== Extracted entries ==

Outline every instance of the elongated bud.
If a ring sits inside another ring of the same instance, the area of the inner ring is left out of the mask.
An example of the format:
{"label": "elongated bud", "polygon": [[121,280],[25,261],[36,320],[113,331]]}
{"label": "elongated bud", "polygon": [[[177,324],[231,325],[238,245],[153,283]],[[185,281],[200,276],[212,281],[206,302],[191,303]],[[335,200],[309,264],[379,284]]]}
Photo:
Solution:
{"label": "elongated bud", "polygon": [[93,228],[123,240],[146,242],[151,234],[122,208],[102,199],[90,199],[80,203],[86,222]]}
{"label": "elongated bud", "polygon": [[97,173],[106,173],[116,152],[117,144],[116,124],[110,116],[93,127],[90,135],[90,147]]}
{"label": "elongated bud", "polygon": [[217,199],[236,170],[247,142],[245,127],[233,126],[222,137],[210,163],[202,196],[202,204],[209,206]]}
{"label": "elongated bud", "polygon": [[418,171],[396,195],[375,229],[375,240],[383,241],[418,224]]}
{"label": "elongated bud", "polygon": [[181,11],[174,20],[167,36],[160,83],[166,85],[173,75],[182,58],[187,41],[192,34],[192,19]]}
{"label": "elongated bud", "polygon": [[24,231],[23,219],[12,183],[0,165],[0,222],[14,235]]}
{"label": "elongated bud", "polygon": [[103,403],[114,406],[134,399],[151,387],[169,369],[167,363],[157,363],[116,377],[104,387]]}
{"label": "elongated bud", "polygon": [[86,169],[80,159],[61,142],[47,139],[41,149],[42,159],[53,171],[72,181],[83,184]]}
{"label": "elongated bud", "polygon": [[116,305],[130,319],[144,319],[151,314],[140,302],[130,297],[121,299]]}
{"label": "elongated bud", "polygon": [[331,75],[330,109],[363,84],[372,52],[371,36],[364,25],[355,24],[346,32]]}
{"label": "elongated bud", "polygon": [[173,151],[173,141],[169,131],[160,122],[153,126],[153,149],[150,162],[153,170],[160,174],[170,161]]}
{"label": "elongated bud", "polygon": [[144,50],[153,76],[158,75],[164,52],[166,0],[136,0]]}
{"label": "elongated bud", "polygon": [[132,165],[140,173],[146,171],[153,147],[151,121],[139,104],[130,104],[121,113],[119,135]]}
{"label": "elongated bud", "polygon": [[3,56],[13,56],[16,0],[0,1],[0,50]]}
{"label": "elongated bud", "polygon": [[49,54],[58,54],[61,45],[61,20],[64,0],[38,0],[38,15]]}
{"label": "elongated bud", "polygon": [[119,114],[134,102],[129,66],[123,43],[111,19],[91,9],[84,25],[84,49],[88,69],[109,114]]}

===

## Do this
Pick out every line in the records above that contains the word "instance" and copy each of those lines unchanged.

## Final answer
Outline every instance of the elongated bud.
If a ring sits inside another ring of the same instance, the area of the inner ring is left out of the mask.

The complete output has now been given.